The EU arms embargo was tightened late July to require European countries to stem flow of arms transiting internationally into Syria. As pointed out, there are some parts of the mandate that limit arms flows to the opposition that date to last year. See, http://news.yahoo.com/europe-tightens-arms-embargo-against-syria-164448697--business.html ; http://www.consilium.europa.eu//uedocs/cms_data/docs/pressdata/EN/foraff/131963.pdf

As recently as this April, the US has led efforts, thus far unsuccessful, to impose an even more one-sided UN arms embargo that singles out the flow of arms to the regime.

BRUSSELS (Reuters) - The European Union tightened an arms embargo on Syria and expanded other sanctions on Monday to try to hasten the end of the conflict between President Bashar al-Assad and rebels that is escalating towards civil war.

The new embargo rules require EU countries to search planes and ships, starting from Tuesday, if they suspect they are carrying arms, dual-use goods or equipment used for repression to Syria.

"These sanctions are important because they will allow ships to be examined to see what cargo they're carrying, and that will prevent, I hope, any arms reaching Syria," EU foreign policy chief Catherine Ashton said at a meeting of EU foreign ministers in Brussels.

The EU decision sharpens differences with Russia, which has provided the Syrian government with weaponry and has blocked Western moves to get a U.N. Security Council resolution threatening Syria with sanctions.

All 27 EU countries must enforce the sanctions - including Cyprus, which some Western diplomats suspect is used by Russia as a shipment route to supply arms to Assad. Cypriot President Demetris Christofias has dismissed this idea as "fairy tales".

Ashton said it would be up to EU governments to implement cargo inspections, which British Foreign Secretary William Hague said should damage Assad's access to weapons.

"I hope it will mean that the European Union will be more effective together at preventing any flow of arms to the Syrian regime," he said.

The tighter EU sanctions could also make it more difficult to supply weapons to Assad's opponents. U.S. intelligence officials say weapons funded by sympathizers in Saudi Arabia and Qatar are crossing the Lebanese border to the rebels.

Tasks and exercises:
• 1. In the EU arms embargo text, reproduce the stretch from "All 27 EU countries" through "to the rebels.", replacing "Assad" with "al-Assad".
• 2. In the EU arms embargo text, how did Cypriot President Demetris Christofias characterize the suspicion that Russia uses Cyprus as a shipment route for arms to Assad?
The lines that follow play no part in the tasks.

Information provided:

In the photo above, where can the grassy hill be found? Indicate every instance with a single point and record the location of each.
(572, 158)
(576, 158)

Responses in order:
• 1.
All 27 EU countries must enforce the sanctions - including Cyprus, which some Western diplomats suspect is used by Russia as a shipment route to supply arms to al-Assad. Cypriot President Demetris Christofias has dismissed this idea as "fairy tales".

Ashton said it would be up to EU governments to implement cargo inspections, which British Foreign Secretary William Hague said should damage al-Assad's access to weapons.

"I hope it will mean that the European Union will be more effective together at preventing any flow of arms to the Syrian regime," he said.

The tighter EU sanctions could also make it more difficult to supply weapons to al-Assad's opponents. U.S. intelligence officials say weapons funded by sympathizers in Saudi Arabia and Qatar are crossing the Lebanese border to the rebels.

• 2. He dismissed it as "fairy tales".